Task objective
Output each record exactly as given. Leave out every picture.

Input material
● ● ● ● ● ● ●

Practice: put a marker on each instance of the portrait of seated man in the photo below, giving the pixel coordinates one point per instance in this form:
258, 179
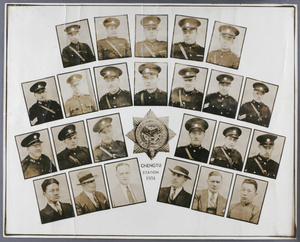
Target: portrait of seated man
152, 95
151, 46
113, 46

● ● ● ● ● ● ●

Completed task
Practice: put a marker on each instance of the portrait of seated man in the photo below, giving the pixel coordinates one point per instance in this form:
258, 179
Target: portrait of seated man
152, 95
151, 46
113, 46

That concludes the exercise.